SUPPLIED PASSAGE
* * * * * * *

# lumbar hydration with shoulder straps



## fishwrinkle (Jul 11, 2012)

what's out there other than camelbak and henty? i can't run fanny packs as i've tried and they don't stay put. i'm basically looking for a fanny pack with shoulder straps. camelbak skyline has my eye as the henty is all loops and minimal pockets. source used to make one but looks like that went to the way side. not looking to take much, but keys phone and minimalist tools. i love riding without a pack, but my new bike doesn't allow much of a water bottle to be mounted. hopefully there's other choices.


----------



## cxrcr (Feb 19, 2004)

Try Wingnut Gear out of NY. I hate riding with Camelback style hydration and have found the Wingnut pack is perfect for long epic rides when I can’t use only bottles.


----------



## fishwrinkle (Jul 11, 2012)

sweet, thank you. what model are you running and what distances are you riding? i'm leaning towards 3.0, but i just saw that they charge additional $25 for bladder. could i use my old 2L camelbak bladder w/o it being too sloppy? $200 for a minimalist backpack is steep, but i'll pay the 175 for no bladder if the pack will work with my existing bladder. i'll pay more for usa made but at a point it becomes too much


----------



## cxrcr (Feb 19, 2004)

* * * * * * *

RECORDS SHOWN
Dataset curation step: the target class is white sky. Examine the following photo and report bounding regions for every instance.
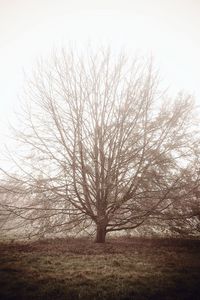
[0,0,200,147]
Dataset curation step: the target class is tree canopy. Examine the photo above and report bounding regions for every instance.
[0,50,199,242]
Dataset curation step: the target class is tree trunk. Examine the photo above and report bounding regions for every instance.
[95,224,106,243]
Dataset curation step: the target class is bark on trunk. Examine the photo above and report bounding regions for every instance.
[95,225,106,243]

* * * * * * *

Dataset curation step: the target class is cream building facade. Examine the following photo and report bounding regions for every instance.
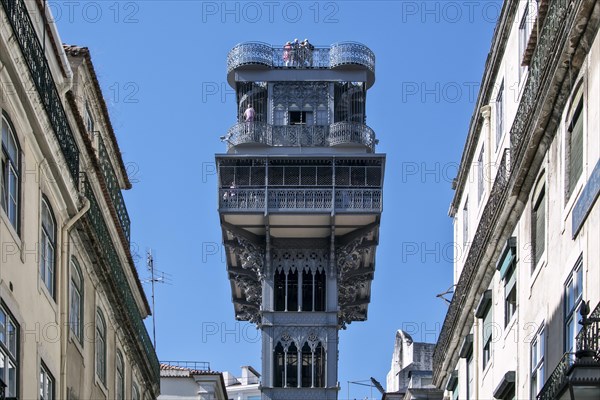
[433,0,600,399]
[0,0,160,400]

* * * * * * *

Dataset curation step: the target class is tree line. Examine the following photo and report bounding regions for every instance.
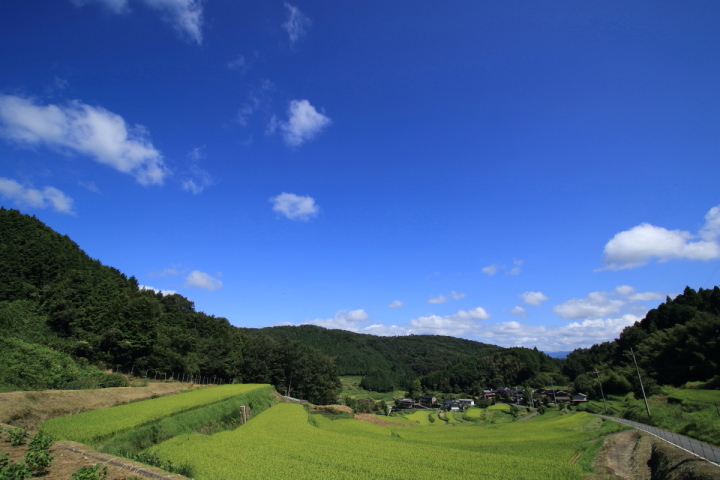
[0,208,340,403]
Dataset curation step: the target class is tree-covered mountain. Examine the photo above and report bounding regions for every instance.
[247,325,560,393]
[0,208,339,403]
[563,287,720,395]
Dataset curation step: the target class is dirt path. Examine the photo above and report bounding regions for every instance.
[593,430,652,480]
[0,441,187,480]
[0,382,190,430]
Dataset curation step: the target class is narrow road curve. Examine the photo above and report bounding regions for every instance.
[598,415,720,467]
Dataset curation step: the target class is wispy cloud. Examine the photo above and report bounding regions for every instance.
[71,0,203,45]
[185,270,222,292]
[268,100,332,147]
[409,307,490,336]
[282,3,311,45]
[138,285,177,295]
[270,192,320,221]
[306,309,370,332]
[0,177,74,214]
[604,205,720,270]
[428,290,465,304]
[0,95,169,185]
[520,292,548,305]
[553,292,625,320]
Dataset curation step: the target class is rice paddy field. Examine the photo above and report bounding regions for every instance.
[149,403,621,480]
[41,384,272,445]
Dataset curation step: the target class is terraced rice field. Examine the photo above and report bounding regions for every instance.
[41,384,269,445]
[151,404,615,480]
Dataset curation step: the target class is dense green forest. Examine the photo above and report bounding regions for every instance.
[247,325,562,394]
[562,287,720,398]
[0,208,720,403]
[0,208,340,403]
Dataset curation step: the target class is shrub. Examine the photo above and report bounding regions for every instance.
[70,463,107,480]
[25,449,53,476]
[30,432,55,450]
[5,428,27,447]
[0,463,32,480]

* * * * * * *

SHORT TASK 1
From the hydration pack thread, extract the text from "what's out there" up to and including "use only bottles.".
SHORT TASK 2
List every brand of pack named in the hydration pack thread.

OUTPUT 1
what's out there other than camelbak and henty? i can't run fanny packs as i've tried and they don't stay put. i'm basically looking for a fanny pack with shoulder straps. camelbak skyline has my eye as the henty is all loops and minimal pockets. source used to make one but looks like that went to the way side. not looking to take much, but keys phone and minimalist tools. i love riding without a pack, but my new bike doesn't allow much of a water bottle to be mounted. hopefully there's other choices.


----------



## cxrcr (Feb 19, 2004)

Try Wingnut Gear out of NY. I hate riding with Camelback style hydration and have found the Wingnut pack is perfect for long epic rides when I can’t use only bottles.

OUTPUT 2
- camelbak
- henty
- source
- Wingnut Gear